**Work to complete**.
Among the entries that follow, how many lines contain the word "rugby"? Give the number alone.

**Saved data entries**.
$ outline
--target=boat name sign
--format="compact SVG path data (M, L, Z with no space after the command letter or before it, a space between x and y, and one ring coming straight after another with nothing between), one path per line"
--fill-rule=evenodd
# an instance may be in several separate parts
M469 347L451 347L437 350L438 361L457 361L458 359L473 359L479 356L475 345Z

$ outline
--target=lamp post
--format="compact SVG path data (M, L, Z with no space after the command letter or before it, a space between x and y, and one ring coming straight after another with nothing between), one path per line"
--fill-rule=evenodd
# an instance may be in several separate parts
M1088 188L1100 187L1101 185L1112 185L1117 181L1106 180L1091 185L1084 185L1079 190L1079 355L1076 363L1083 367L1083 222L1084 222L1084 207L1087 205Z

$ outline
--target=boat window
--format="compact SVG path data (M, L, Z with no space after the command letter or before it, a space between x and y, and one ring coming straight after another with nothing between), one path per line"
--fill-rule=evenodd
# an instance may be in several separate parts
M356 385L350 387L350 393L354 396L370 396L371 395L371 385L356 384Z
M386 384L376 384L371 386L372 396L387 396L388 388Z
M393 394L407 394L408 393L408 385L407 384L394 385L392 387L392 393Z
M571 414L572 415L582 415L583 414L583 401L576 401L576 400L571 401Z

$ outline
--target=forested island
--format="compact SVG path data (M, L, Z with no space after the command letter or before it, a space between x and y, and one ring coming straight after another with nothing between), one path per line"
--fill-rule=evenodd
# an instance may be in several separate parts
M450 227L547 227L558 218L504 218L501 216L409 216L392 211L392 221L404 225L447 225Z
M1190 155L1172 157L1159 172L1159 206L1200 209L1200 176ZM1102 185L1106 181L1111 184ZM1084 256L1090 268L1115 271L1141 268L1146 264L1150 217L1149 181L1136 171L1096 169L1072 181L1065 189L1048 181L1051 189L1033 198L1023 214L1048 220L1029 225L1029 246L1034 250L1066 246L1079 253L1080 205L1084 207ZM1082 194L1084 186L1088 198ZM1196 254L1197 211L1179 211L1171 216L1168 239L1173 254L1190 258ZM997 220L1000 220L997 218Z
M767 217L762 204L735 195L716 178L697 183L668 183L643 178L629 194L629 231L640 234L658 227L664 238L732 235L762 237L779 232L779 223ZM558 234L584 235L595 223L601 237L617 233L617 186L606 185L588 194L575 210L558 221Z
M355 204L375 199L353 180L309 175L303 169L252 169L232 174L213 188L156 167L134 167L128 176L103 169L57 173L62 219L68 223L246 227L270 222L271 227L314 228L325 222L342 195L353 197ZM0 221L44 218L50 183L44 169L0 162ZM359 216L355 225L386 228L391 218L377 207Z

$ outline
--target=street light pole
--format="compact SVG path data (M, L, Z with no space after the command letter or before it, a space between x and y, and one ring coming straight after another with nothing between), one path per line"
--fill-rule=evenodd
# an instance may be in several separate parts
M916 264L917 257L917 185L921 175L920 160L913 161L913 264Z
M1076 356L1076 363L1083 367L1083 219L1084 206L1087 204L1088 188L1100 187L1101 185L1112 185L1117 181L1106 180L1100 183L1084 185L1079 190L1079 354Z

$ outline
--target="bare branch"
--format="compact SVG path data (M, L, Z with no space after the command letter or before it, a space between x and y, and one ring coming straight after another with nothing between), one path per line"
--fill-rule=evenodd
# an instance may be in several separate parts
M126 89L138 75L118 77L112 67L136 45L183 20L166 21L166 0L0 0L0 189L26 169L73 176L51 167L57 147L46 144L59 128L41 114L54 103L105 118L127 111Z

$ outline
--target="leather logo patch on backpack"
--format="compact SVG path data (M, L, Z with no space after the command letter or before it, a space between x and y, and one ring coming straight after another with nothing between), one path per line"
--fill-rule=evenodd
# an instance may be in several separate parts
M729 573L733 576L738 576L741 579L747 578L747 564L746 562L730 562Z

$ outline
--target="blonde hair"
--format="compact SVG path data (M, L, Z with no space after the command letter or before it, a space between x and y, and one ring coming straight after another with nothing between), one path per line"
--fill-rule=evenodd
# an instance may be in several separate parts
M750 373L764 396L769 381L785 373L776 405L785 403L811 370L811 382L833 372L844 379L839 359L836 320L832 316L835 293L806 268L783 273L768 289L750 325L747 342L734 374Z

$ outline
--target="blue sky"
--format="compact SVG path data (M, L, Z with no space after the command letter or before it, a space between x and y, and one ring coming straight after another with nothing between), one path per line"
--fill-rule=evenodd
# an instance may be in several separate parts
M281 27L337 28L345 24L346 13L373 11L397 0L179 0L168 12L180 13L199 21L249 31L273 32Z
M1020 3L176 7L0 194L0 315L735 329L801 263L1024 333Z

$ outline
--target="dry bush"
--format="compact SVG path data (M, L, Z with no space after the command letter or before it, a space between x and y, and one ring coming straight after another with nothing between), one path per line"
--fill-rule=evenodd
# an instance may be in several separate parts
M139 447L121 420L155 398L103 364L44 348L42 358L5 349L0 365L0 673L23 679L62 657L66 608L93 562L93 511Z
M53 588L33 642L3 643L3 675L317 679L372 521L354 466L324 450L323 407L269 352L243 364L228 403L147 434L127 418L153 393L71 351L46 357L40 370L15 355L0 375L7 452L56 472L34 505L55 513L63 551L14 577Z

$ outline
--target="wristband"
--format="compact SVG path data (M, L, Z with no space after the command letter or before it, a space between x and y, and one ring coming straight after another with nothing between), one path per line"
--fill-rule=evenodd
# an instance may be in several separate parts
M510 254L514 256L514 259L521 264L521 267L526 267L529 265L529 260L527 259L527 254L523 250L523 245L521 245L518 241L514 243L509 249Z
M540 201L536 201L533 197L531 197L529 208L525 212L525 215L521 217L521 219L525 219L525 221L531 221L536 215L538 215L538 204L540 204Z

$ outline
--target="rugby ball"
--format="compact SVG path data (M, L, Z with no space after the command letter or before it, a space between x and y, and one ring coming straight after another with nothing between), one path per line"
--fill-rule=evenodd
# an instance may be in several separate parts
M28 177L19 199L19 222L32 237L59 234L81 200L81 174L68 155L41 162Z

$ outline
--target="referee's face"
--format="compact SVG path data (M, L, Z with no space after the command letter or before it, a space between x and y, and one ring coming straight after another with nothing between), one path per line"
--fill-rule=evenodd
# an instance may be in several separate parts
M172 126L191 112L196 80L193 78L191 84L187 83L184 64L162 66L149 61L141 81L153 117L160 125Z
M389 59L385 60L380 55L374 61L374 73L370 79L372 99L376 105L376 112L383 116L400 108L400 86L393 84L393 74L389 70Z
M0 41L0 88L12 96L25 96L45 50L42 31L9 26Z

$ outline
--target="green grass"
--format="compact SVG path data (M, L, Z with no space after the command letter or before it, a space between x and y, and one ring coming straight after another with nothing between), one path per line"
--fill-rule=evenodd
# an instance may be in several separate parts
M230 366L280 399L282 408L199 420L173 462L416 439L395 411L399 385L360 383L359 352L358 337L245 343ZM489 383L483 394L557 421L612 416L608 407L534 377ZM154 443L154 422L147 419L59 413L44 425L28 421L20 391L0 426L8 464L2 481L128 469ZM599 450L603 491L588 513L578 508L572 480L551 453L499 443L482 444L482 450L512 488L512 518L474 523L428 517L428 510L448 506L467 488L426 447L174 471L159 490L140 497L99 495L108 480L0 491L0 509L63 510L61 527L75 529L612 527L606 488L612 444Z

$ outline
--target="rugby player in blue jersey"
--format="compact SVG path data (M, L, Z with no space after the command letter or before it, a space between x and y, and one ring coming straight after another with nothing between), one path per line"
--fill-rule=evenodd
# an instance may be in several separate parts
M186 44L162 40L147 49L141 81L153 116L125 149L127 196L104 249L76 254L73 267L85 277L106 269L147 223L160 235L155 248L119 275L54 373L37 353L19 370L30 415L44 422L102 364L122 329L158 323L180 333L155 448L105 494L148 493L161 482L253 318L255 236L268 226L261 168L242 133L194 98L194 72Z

**Output for this exercise**.
2